=== Your goal ===
Quote verbatim the entries from the line containing "Isolate the reflection" through the line containing "94;16;269;163", inclusive.

====== Records for processing

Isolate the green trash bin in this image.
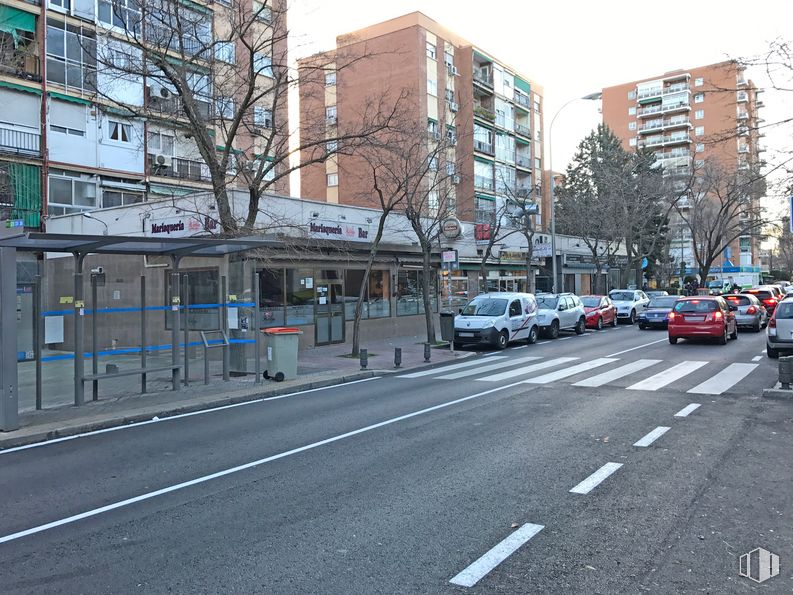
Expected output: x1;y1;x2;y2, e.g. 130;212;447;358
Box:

============
====== Records for processing

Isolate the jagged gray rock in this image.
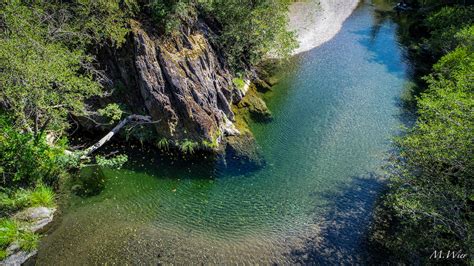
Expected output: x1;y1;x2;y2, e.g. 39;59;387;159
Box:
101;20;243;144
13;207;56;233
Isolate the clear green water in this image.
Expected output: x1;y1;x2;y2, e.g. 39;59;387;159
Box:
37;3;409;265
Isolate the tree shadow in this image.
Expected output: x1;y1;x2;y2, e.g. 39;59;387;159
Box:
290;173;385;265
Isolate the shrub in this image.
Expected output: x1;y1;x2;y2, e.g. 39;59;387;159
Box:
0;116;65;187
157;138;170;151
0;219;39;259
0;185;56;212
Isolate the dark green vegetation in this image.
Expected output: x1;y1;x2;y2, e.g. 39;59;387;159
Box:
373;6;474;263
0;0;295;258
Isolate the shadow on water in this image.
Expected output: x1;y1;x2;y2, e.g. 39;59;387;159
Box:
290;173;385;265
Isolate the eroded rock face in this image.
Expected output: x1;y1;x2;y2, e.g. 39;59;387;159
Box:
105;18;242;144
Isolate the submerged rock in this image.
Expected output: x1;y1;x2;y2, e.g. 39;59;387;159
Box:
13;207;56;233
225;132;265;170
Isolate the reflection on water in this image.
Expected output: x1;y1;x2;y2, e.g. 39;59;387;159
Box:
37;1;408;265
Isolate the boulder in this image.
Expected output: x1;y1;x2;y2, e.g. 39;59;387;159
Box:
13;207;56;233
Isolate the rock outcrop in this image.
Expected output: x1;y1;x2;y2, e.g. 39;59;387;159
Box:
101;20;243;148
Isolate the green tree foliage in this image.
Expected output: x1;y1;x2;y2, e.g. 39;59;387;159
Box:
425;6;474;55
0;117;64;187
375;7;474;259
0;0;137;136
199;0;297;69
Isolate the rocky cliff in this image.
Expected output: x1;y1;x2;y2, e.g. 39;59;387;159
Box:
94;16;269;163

============

=== Answer to this exercise ===
Isolate the reflection on water in this image.
Expected output: x1;y1;x2;y2, e.g. 39;59;387;159
Box:
37;1;408;265
Isolate the boulder in this image.
Expected output: x1;y1;x2;y2, e.g. 39;59;387;159
Box:
13;207;56;233
Isolate the rock outcrop in this image.
Expected output: x1;y1;x2;y2, e.g. 39;59;387;159
Box:
101;20;243;148
Isolate the green tree foliage in this image.
Expected output: x1;y1;x2;y2, e.g. 39;59;387;159
Box:
425;6;474;55
0;117;64;187
375;7;474;259
0;0;137;136
199;0;297;69
Isolate the rocky cliff in this image.
Expected output: x1;y1;x2;y2, e.g. 39;59;387;159
Box:
94;16;269;163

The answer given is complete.